§ **EXERCISE BRIEF**: Retype all of the rows below without changing a single character.

-- Start of DATA SECTION --

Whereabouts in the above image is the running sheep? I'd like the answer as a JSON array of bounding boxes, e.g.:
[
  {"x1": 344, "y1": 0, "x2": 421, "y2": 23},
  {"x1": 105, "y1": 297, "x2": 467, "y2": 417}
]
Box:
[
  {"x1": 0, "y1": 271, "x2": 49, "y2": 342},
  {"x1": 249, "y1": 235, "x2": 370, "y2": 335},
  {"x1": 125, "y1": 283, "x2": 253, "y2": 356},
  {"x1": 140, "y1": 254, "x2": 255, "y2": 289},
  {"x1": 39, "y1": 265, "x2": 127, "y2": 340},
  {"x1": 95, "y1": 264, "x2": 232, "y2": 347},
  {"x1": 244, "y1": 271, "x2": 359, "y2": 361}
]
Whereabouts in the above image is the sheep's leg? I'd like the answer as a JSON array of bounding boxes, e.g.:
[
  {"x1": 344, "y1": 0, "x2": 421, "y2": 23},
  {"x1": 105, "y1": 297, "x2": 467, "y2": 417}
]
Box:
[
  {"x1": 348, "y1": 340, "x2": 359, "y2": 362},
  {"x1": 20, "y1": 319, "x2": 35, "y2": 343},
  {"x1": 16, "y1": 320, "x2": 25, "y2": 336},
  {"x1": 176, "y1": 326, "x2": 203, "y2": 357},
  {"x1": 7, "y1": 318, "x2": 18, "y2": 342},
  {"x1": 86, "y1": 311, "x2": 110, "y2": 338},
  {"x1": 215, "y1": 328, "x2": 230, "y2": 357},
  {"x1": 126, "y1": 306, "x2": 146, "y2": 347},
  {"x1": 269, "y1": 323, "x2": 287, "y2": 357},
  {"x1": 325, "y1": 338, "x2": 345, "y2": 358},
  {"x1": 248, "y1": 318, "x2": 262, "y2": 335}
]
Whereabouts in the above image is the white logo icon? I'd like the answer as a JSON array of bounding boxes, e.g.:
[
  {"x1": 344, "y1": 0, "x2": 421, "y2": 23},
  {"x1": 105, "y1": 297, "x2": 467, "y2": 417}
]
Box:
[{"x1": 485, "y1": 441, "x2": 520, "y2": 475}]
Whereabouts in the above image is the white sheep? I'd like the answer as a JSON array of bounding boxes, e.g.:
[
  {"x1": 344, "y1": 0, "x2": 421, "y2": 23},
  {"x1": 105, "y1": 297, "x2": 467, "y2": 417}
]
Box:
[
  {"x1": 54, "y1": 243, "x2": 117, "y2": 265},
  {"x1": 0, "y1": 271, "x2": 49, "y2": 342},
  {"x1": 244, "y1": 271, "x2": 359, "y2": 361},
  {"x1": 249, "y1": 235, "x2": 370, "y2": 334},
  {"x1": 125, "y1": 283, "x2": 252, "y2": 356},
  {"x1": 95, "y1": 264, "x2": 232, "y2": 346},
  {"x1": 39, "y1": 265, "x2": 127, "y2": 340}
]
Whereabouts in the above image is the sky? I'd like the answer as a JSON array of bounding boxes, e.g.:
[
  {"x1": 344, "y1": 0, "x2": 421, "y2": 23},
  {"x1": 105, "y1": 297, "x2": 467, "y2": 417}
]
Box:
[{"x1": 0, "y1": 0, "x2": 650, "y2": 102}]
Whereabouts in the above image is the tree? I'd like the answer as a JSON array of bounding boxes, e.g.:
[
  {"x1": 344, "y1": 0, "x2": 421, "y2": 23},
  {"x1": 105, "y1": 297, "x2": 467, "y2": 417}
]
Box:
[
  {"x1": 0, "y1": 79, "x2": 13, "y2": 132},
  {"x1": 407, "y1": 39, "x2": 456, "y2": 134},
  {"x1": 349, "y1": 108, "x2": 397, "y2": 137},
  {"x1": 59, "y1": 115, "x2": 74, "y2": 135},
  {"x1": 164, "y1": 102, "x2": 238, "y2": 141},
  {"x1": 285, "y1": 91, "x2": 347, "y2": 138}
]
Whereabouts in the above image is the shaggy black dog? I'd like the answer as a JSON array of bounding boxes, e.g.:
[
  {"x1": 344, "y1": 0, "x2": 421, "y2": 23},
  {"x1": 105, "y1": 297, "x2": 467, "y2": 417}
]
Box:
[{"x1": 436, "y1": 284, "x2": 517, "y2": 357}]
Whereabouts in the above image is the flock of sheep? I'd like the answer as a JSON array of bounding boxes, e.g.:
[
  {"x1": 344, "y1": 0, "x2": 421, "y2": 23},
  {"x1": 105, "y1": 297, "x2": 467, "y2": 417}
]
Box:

-- End of DATA SECTION --

§ **EXERCISE SOLUTION**:
Whereabouts in the above image is the running sheep? I'd like the answer as a JSON array of bounding boxes, e.g.:
[
  {"x1": 344, "y1": 0, "x2": 421, "y2": 23},
  {"x1": 105, "y1": 297, "x2": 467, "y2": 417}
]
Box:
[
  {"x1": 0, "y1": 271, "x2": 49, "y2": 342},
  {"x1": 249, "y1": 235, "x2": 370, "y2": 335},
  {"x1": 125, "y1": 283, "x2": 253, "y2": 356},
  {"x1": 140, "y1": 254, "x2": 255, "y2": 289},
  {"x1": 39, "y1": 265, "x2": 127, "y2": 340},
  {"x1": 95, "y1": 264, "x2": 232, "y2": 347},
  {"x1": 244, "y1": 271, "x2": 359, "y2": 361}
]
Whereabouts in the above image is the sheep's leg? I'd like the answer as a JSON array of bounding boxes, e.g.:
[
  {"x1": 344, "y1": 0, "x2": 421, "y2": 23},
  {"x1": 105, "y1": 297, "x2": 467, "y2": 417}
]
Box:
[
  {"x1": 348, "y1": 340, "x2": 359, "y2": 362},
  {"x1": 20, "y1": 319, "x2": 35, "y2": 343},
  {"x1": 16, "y1": 320, "x2": 25, "y2": 336},
  {"x1": 176, "y1": 326, "x2": 203, "y2": 357},
  {"x1": 7, "y1": 318, "x2": 18, "y2": 342},
  {"x1": 86, "y1": 311, "x2": 110, "y2": 338},
  {"x1": 215, "y1": 328, "x2": 230, "y2": 357},
  {"x1": 126, "y1": 306, "x2": 146, "y2": 347},
  {"x1": 269, "y1": 323, "x2": 287, "y2": 357},
  {"x1": 325, "y1": 338, "x2": 345, "y2": 358},
  {"x1": 248, "y1": 318, "x2": 262, "y2": 335}
]
Whereabouts in the above image is the white logo icon? I'd like the answer as a JSON array of bounding boxes, e.g.:
[
  {"x1": 344, "y1": 0, "x2": 421, "y2": 23},
  {"x1": 105, "y1": 297, "x2": 467, "y2": 417}
]
Box:
[{"x1": 485, "y1": 441, "x2": 520, "y2": 475}]
Whereabouts in the above image is the white sheep? I'd like the answer as a JSON array of bounding boxes, e.g.:
[
  {"x1": 344, "y1": 0, "x2": 421, "y2": 23},
  {"x1": 105, "y1": 297, "x2": 467, "y2": 417}
]
Box:
[
  {"x1": 54, "y1": 243, "x2": 117, "y2": 265},
  {"x1": 0, "y1": 271, "x2": 49, "y2": 342},
  {"x1": 244, "y1": 271, "x2": 359, "y2": 361},
  {"x1": 249, "y1": 235, "x2": 370, "y2": 334},
  {"x1": 125, "y1": 283, "x2": 252, "y2": 356},
  {"x1": 95, "y1": 264, "x2": 232, "y2": 346},
  {"x1": 39, "y1": 265, "x2": 127, "y2": 340}
]
Whereabouts in the above image is the sky? I'd like the answer as a JSON array of bounding boxes, e.g.:
[
  {"x1": 344, "y1": 0, "x2": 421, "y2": 23},
  {"x1": 105, "y1": 297, "x2": 467, "y2": 417}
]
Box:
[{"x1": 0, "y1": 0, "x2": 650, "y2": 102}]
Whereabouts in the above image is the tree? I'd like the answer as a JSON array of bounding boxes, e.g.:
[
  {"x1": 344, "y1": 0, "x2": 421, "y2": 23},
  {"x1": 105, "y1": 297, "x2": 467, "y2": 417}
]
Box:
[
  {"x1": 0, "y1": 79, "x2": 13, "y2": 132},
  {"x1": 407, "y1": 39, "x2": 456, "y2": 134},
  {"x1": 349, "y1": 108, "x2": 397, "y2": 137},
  {"x1": 59, "y1": 115, "x2": 74, "y2": 135},
  {"x1": 164, "y1": 102, "x2": 238, "y2": 141},
  {"x1": 285, "y1": 91, "x2": 347, "y2": 138}
]
Whereabouts in the above image is the shaggy black dog? I'd like the answer as a JSON array of bounding boxes, e.g.:
[
  {"x1": 344, "y1": 0, "x2": 421, "y2": 23},
  {"x1": 105, "y1": 297, "x2": 467, "y2": 417}
]
Box:
[{"x1": 436, "y1": 284, "x2": 517, "y2": 357}]
Whereabouts in the above image is the flock of sheep? I'd like the answer as a JSON array of bounding boxes, e.g.:
[
  {"x1": 344, "y1": 0, "x2": 421, "y2": 23},
  {"x1": 105, "y1": 297, "x2": 467, "y2": 417}
]
Box:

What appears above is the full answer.